╭─ Text excerpt

Sunday, April 22
TOUCH, Ch 10, 8.30pm
AIRPORT + unaccompanied phone + Kiefer Sutherland = intrigue. Is that the formula? It's a formula. Not the one you're maybe thinking of. But there is a September 11 element to Touch. Kiefer plays Martin Bohm, an ex-journalist whose stockbroker wife was in the World Trade Centre when it came down, leaving him with only a large trust fund to raise their difficult son Jake. I say difficult because he doesn't speak or let anyone come near him. But gee he's good with numbers. This is part homage to the digital age, part emotional family drama, part hocus-pocus.
Rating: 3.5/5
TWO ON THE GREAT DIVIDE, ABC1, 7.30pm
JOHN Doyle - funny. Tim Flannery - beardy. So I'm concerned when it's Flannery who goes for the massage and Doyle who goes to the palm reader when they stop in Daylesford during the opening leg of their trip. Great Divide refers to the range and to people's views on things. They start at Dinosaur Cove in southern Victoria, take in a range of attractions along the way and wind up at Mt Bogong in vile weather.
Rating: 3/5
BONES, Ch 7, 9pm
SO this baby is definitely Booth's? They were leery about having a drink in the same bar the last time I saw this show. Bones wants a home birth, but she's privy to an interior world of infection many of us don't have access to, so I can understand this. And this is TV, so we all know where the birth will actually take place - in the car on the way to somewhere.
Rating: 2.5/5
Monday, April 23
REVENGE, Ch 7, 8.30pm
I THINK we all knew that dog was going to be a problem. He's about to rip fake Emily's throat out tonight when Jack arrives with some breakfast treat and distracts him. Jack's so addled with happiness or something he doesn't think the dog's behaviour is at all odd. Meanwhile the real Emily, who isn't real but for our purposes is, walks into Jack's bar and the dog's all over her. She's between lunch with a perilously lonely Victoria (lawyering up for her hostile divorce) and dinner with Daniel and his Japanese-speaking potential investor. Emily translates, it's like watching Iron Chef.

╰─
╭─ Data provided

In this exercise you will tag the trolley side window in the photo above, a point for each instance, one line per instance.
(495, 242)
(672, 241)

╰─

Pick up the TV review text where it stops and continue it. The lines above play no part in this.

Rating: 3.5/5
EASTBOUND & DOWN, Showcase, Foxtel/Austar, 8.30pm
THE show of the week. Disgraced major league baseballer Kenny Powers (Danny McBride) is trying to work his way back. First it was coaching a high school team, then playing in Mexico, and now, as season three starts, pitching for the minor league Myrtle Beach Merman. Tonight's highlights: Will Ferrell as a psychotic car dealer, Jason Sudeikis as Kenny's teammate Shane, and the unkillable Kenny himself.
Rating: 4.5/5
AUSTRALIA'S GOT TALENT, Ch 7, 7.30pm
I'M going to really need Kyle to bring it tonight. He can do it. It's one thing for Brian McFadden to talk, via Seven press release, about "jelly-wrestling midgets", but where's Kyle's offensive riposte? Huh? I just hope he hasn't been neutered and is just pacing himself, old-school Vegas-style. I just hope I can make it through these early rounds to see him come good. Those auditions drive me crazy.
Rating: 2/5
Tuesday, April 24
THE BLOCK, Ch 9, 7pm
ARE those houses legal? Not that we care. Tonight is one of those challenges they like doing on this show. None of us likes them though, am I right? We just want to see the other stuff. The hammering and the yelling. They've only got 10 weeks, you'd think there'd be enough to do. They're chasing $40,000 tonight, and the right to maybe move into a different house if they feel like it. Lara and Brad, who work for the mining company, are in the biggest house, so they're nervous. They all are. Hopefully those Mitre 10 shirts will be of some comfort.
Rating: 2.5/5
GAME OF THRONES, Showcase, Foxtel/Austar, 8.30pm
I FIND it hard to go past anything with a wolf in it. Or a decapitated head in someone's saddle. But that was last week, and tonight it's just the usual family hatred and recriminations. Tyrion and Cersei are at each other - issues over their mother's death, and Tyrion working for the hideous boy king Joffrey. And Arya's in peril after coming out as a girl. She is a girl.
Rating: 3/5
PARENTHOOD, Ch 7, 9.30pm
A MILLION dollars doesn't seem nearly enough money for Adam and Crosby to sell their boutique recording studio to one over-burdened with cash and ego, but then Adam's an unfulfilled bore of limited thought. Crosby's off camping in a leaking tent, clearly a metaphor. Meanwhile their sisters are going mad pursuing babies, through all avenues. Also a metaphor. It all ends in tears tonight.